(Records drawn from a dataset)
┏━━

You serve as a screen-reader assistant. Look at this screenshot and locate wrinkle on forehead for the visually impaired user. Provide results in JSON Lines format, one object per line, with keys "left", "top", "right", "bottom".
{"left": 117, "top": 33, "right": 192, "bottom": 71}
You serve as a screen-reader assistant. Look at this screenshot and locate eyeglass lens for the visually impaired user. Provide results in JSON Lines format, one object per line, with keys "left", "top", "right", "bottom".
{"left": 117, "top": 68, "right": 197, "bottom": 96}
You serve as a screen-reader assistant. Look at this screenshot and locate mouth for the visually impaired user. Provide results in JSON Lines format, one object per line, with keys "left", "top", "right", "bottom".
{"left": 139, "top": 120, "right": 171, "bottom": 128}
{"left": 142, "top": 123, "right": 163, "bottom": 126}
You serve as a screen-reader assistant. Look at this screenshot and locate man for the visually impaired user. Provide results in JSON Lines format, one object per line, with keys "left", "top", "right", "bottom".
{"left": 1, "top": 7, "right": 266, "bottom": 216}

┗━━
┏━━

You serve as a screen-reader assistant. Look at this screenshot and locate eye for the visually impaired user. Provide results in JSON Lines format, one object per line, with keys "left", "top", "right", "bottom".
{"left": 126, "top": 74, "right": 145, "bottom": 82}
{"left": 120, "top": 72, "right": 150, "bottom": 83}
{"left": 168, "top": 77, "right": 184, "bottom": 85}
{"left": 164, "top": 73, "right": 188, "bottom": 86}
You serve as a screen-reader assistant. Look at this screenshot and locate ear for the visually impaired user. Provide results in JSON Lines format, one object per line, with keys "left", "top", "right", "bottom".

┗━━
┏━━

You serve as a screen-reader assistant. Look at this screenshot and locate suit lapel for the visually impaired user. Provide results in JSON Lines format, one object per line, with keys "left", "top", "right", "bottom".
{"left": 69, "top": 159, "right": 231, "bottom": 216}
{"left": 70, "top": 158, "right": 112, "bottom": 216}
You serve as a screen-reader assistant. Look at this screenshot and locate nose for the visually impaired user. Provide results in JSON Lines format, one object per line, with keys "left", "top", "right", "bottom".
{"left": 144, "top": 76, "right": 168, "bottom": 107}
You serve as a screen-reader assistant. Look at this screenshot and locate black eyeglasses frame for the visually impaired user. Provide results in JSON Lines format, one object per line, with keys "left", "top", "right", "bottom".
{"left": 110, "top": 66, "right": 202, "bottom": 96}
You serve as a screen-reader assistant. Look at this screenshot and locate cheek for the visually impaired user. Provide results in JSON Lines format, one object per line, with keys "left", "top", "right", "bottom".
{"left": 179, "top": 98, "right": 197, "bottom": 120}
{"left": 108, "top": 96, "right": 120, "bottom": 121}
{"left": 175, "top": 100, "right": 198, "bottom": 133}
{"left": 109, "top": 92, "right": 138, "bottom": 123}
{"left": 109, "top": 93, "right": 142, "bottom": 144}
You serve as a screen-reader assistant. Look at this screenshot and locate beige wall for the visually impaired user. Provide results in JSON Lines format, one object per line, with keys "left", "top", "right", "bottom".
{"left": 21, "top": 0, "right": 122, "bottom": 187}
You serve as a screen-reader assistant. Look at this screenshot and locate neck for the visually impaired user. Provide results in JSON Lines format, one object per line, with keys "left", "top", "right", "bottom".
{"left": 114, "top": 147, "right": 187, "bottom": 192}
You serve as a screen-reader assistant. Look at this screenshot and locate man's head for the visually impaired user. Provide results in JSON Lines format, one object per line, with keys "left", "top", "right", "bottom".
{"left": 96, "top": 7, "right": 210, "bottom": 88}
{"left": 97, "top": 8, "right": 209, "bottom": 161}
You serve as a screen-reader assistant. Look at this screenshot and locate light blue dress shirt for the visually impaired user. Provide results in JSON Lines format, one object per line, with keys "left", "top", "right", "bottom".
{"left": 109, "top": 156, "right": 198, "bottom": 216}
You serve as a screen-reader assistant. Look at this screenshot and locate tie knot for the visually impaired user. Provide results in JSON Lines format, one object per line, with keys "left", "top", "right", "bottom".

┗━━

→ How to complete this task
Both end lines included, restate word for word the lines above from the line with "and locate light" to the line with "and locate tie", and nothing else.

→ Worked solution
You serve as a screen-reader assistant. Look at this screenshot and locate light blue dress shirt for the visually impaired user. Provide results in JSON Lines format, one object per line, with keys "left", "top", "right", "bottom".
{"left": 109, "top": 156, "right": 198, "bottom": 216}
You serve as a screen-reader assistant. Look at this screenshot and locate tie knot for the visually impaired user. Provide results in JSON Lines format, one object per line, with keys "left", "top", "right", "bottom".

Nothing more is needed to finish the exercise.